Задания:
1. Перескажите короче абзац из текста о Руссо, который начинается словами «В этом смысле следует утверждать». Главные факты должны остаться.
2. Продолжите текст о Руссо начиная с места после его последнего предложения.

=== Источник ===

Читаем Исчезающая теория. Книга о ключевых фигурах континентальной философии полностью

Можно сказать, что до Руссо в системе публичного высказывания не было соответствующего этой системе самостоятельного «желания» – в частности, это явилось причиной того, что предшественники и современники Руссо, также публиковавшие труды в ряде случаев, с точки зрения цензуры властей и церкви, более чем спорные, в то же время ладили с представителями светского общества и государственным режимом гораздо лучше, нежели он сам, и позволяли предполагать за ними некоторую подобающую светскому взаимодействию attitude, пусть даже из-за философского призвания реализованную ими не в полной мере. Напротив, по итогам наиболее известных и громких публикаций Руссо всем, в том числе представителям знати, ранее способствовавшим его карьерному продвижению, стало совершенно ясно, что он не пригоден ни к чему, кроме как к написанию скандальных и будоражащих публику произведений, вследствие которых он официально был объявлен публицистом, представляющим общественную опасность. В то же время скандал локализовался не в последствиях массового чтения этих произведений, а в области акта, выражающего не столько частное вольнодумство самого Руссо, сколько появление соответствующего этому акту особого измерения высказывания. Именно учреждение последнего было воспринято как наивысшая дерзость, за которой немедленно последовало изгнание Руссо из Франции.

В этом смысле следует утверждать, что обстоятельствами, способствовавшими изгнанию, выступили не сами произведения как таковые, хотя бы они и провоцировали раздражающие для властей «толки» в кьеркегоровском смысле, поскольку читатели обсуждали не столько сам по себе дерзкий и провокативный акт публикации, как это было принято в светском обществе, сколько покупались на содержание изложенных Руссо размышлений, образовывая на их основе собственное мнение по поводу вычитанного. Сегодня подобная практика восприятия опубликованного текста кажется более чем естественной, так что складывается впечатление, будто бы ради этого субъект – исторически ставший после Руссо субъектом обобщенной педагогики, с ранних лет пошагово приучающей к ежедневному восприятию публичных текстов, – свое ежедневное чтение предпринимает.

=== Исходные записи ===

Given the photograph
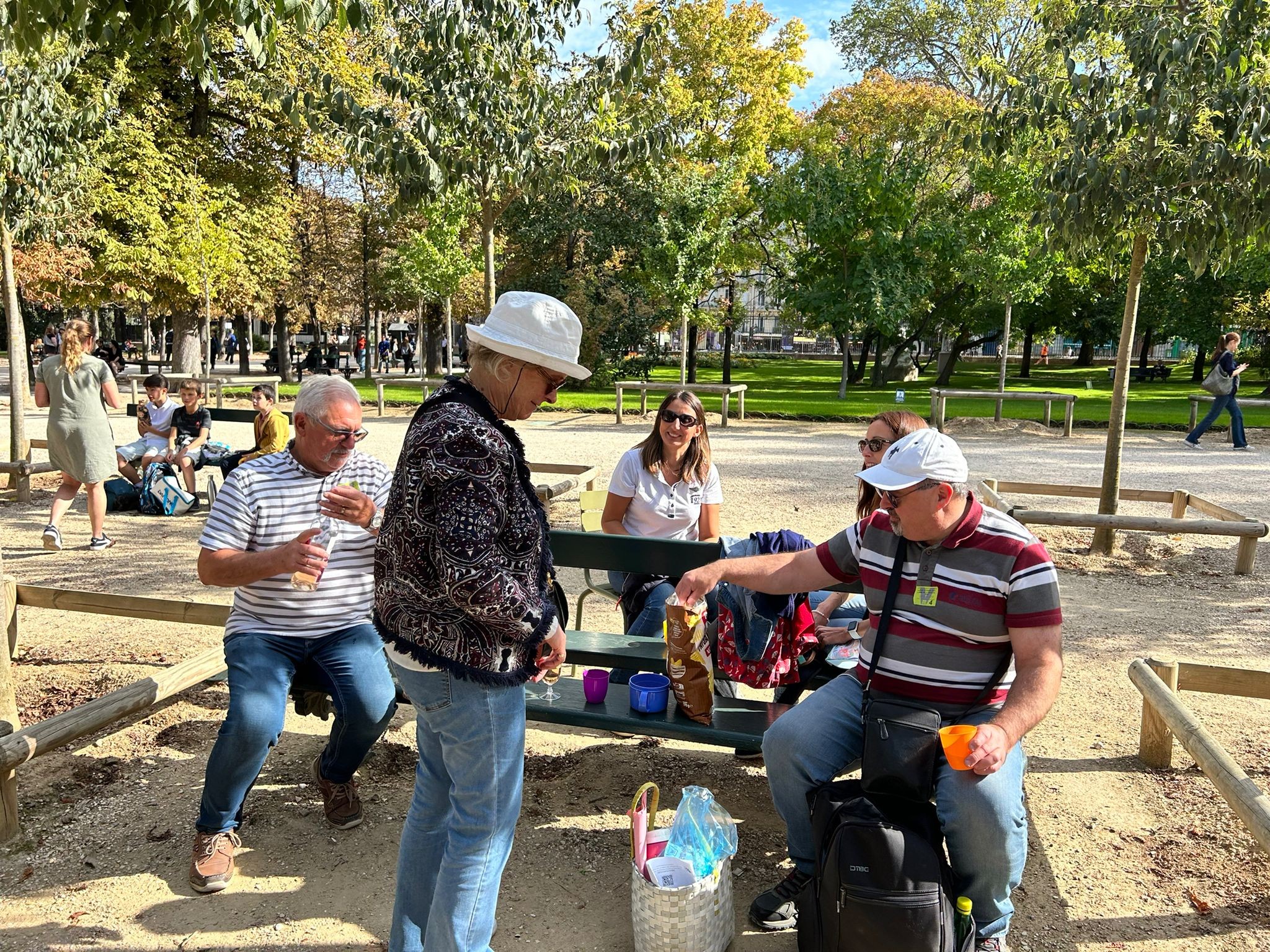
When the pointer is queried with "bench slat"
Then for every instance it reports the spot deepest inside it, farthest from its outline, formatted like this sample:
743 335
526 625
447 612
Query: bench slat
735 723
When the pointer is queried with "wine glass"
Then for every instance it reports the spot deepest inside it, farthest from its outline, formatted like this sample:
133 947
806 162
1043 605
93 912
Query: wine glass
550 677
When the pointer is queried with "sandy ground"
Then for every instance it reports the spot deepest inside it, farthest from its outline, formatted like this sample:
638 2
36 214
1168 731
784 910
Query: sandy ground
1121 857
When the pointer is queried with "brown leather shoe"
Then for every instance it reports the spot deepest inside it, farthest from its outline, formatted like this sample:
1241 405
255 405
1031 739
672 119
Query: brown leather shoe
213 863
339 801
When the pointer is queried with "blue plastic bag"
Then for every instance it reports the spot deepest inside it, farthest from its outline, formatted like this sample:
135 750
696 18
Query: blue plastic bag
703 833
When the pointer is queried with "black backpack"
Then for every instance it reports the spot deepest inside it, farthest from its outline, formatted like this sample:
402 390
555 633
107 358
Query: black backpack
882 876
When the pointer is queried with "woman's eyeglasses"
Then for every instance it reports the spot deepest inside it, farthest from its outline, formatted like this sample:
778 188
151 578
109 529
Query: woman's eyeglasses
876 444
685 419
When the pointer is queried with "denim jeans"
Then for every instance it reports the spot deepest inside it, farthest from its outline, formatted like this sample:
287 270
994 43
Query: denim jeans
648 622
463 816
1223 402
350 664
985 821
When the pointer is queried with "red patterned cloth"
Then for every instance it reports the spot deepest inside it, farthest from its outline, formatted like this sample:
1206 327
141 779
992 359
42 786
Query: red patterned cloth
779 666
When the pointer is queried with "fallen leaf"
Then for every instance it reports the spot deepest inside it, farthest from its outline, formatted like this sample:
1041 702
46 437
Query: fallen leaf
1201 906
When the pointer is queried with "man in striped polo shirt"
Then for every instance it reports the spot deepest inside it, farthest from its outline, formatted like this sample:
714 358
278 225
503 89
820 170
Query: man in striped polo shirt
975 588
260 531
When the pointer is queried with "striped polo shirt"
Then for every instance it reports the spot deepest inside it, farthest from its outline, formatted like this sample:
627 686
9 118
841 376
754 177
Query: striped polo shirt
949 630
269 501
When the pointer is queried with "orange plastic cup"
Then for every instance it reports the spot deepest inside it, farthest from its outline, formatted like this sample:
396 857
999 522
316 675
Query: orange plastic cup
957 744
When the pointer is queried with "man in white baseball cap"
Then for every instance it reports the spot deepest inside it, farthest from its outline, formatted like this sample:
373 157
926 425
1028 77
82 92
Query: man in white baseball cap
973 635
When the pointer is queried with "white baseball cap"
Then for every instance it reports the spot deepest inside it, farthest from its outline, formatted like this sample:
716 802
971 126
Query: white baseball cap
534 328
922 455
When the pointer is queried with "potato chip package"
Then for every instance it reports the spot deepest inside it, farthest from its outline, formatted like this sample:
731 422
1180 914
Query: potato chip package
687 659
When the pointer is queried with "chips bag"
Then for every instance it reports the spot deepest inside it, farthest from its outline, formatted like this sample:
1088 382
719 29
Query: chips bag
687 659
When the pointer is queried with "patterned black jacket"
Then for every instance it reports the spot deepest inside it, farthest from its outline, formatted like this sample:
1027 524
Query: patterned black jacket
463 560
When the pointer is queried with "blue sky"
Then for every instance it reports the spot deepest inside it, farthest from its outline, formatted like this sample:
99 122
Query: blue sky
819 54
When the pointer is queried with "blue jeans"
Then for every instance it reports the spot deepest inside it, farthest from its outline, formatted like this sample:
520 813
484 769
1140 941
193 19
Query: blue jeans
1225 402
463 816
648 622
985 821
350 664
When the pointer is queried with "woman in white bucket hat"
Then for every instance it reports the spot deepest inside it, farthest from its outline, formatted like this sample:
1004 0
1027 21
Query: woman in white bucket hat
463 602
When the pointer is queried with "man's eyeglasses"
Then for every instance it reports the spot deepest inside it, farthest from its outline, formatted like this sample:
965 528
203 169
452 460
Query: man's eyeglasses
876 444
892 499
685 419
358 434
554 384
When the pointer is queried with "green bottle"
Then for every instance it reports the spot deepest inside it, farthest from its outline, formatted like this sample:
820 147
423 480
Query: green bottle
963 923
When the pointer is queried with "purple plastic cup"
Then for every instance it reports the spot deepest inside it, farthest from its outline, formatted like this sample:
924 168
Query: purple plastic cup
595 684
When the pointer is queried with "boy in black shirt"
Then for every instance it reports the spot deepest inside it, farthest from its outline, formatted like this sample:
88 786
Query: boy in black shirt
191 426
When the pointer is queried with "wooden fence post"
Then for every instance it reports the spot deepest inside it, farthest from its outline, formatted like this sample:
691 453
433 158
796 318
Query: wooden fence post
1155 741
1181 499
8 711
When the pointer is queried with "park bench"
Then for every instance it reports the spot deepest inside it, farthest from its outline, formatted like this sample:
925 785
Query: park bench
643 386
940 397
210 384
1208 399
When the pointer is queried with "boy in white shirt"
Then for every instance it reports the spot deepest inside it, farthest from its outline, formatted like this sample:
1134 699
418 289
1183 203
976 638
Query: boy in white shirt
154 430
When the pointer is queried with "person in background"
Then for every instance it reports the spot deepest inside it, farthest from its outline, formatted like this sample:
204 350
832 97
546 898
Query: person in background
259 534
272 430
665 488
73 385
51 342
466 612
191 426
833 610
154 430
1225 358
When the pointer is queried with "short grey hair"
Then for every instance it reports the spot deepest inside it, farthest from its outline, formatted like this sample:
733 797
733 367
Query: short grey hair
319 392
495 364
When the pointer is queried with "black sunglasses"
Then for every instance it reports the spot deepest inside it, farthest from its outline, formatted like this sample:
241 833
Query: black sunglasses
876 444
685 419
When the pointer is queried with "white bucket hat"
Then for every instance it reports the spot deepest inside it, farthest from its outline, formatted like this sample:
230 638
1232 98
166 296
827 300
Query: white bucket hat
922 455
533 328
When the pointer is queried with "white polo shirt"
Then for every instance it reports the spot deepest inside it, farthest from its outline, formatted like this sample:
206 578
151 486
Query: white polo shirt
658 511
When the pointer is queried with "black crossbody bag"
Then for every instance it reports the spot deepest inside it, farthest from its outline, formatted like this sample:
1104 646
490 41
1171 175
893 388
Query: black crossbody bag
902 738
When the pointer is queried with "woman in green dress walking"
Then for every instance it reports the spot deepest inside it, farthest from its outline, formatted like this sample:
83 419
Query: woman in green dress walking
75 386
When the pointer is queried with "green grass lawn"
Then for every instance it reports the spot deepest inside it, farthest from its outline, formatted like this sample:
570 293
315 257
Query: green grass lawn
810 389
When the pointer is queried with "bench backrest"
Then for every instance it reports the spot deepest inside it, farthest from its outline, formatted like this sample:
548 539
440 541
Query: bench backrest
223 414
629 553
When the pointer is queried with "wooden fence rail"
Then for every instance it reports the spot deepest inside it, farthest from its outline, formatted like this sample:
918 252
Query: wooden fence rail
1245 798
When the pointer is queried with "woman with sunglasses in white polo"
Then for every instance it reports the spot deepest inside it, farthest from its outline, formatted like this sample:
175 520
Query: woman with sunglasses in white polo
665 488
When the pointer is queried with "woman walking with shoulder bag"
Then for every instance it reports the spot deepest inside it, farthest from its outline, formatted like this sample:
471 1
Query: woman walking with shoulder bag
1225 372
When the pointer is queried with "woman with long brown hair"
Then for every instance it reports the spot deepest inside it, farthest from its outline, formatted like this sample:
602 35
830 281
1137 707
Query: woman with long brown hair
1225 358
833 611
75 386
665 488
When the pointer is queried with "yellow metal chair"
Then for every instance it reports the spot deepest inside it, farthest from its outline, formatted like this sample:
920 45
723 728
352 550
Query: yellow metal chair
592 505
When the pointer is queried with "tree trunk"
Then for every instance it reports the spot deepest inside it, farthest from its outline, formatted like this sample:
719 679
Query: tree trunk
1003 356
184 343
243 329
693 351
281 311
487 243
1104 539
1029 334
18 444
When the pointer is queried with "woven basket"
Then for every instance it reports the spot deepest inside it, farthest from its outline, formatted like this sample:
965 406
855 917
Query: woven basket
696 918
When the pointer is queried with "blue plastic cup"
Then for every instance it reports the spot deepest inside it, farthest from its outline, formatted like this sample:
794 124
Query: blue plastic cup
649 692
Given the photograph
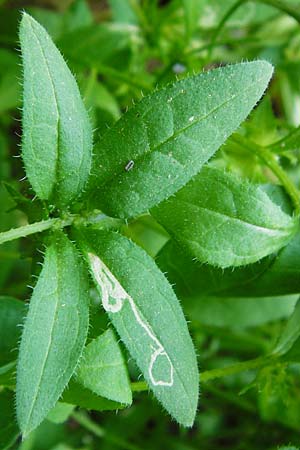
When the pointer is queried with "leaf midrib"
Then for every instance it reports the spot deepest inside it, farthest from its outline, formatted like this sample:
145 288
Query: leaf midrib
235 219
155 148
48 347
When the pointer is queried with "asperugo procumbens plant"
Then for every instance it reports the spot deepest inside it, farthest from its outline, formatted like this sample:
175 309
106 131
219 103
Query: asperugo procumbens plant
161 146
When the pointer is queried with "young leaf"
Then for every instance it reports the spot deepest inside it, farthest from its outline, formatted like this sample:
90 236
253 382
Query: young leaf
225 221
275 275
147 316
57 136
54 333
103 369
160 144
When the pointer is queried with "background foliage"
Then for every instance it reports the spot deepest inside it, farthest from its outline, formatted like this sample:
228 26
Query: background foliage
123 50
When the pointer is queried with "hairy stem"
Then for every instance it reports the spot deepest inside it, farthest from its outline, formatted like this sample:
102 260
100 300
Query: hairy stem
33 228
271 161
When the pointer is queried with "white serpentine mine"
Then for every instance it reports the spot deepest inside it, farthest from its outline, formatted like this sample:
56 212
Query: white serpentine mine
112 290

===

Ответы:
1. Руссо выгнали не из-за самих его произведений, хотя они и вызывали неприятные для властей «толки» в том смысле, какой вкладывал в это слово Кьеркегор. В светском обществе было принято обсуждать сам дерзкий поступок публикации. Читатели же Руссо увлекались содержанием его размышлений и составляли о прочитанном собственное мнение. Сегодня такое чтение кажется вполне естественным. Создается впечатление, что ради него человек и читает каждый день. После Руссо этот человек стал предметом общей педагогики, которая с детства шаг за шагом приучает его ежедневно воспринимать публичные тексты.

2.
На деле здесь наличествует описанная Деррида в «Грамматологии» фигура преимущества «второго перед первым» в смысле неправильно оцениваемого с нынешних позиций порядка очередности явлений. Так, видимые сегодня первоначальные и буквальные цели чтения (в первом ряду из которых стоит побуждение примерить прочитанное на себя и свои взгляды) в эпоху самого Руссо значительно отставали по всем социальным позициям от восприятия и оценки в высшем обществе самого факта публикации. Последний всегда имел своим главным следствием не столько буквальное обсуждение изложенных в тексте идей, сколько происходящую в светских кругах медитацию над самими обстоятельствами акта высказывания и сопутствующими ему побуждениями опубликовать текст именно в данный момент, в данном виде и под соответствующим авторством. В этом смысле неудивительно, что с момента, когда литературная слава Руссо укрепилась, а репутация, напротив, пошатнулась, его светские покровители и завистники одновременно и в значительно большей степени заинтересовались перспективами его собственной дальнейшей судьбы, нежели содержанием и цензурной судьбой его произведений. Любопытно, что и сам Руссо как будто полностью усваивает точку зрения своих покровителей в этом вопросе, подробно описывая стремительные изменения в своем социальном и карьерном положении, наступившие после публикации «Эмиля» и «Общественного договора», но поразительно мало касаясь самого свойства и причин настигшей его авторской славы, с точки зрения оценки читателей, благодаря которым она состоялась и которые извлекли из его писаний нечто воодушевляющее.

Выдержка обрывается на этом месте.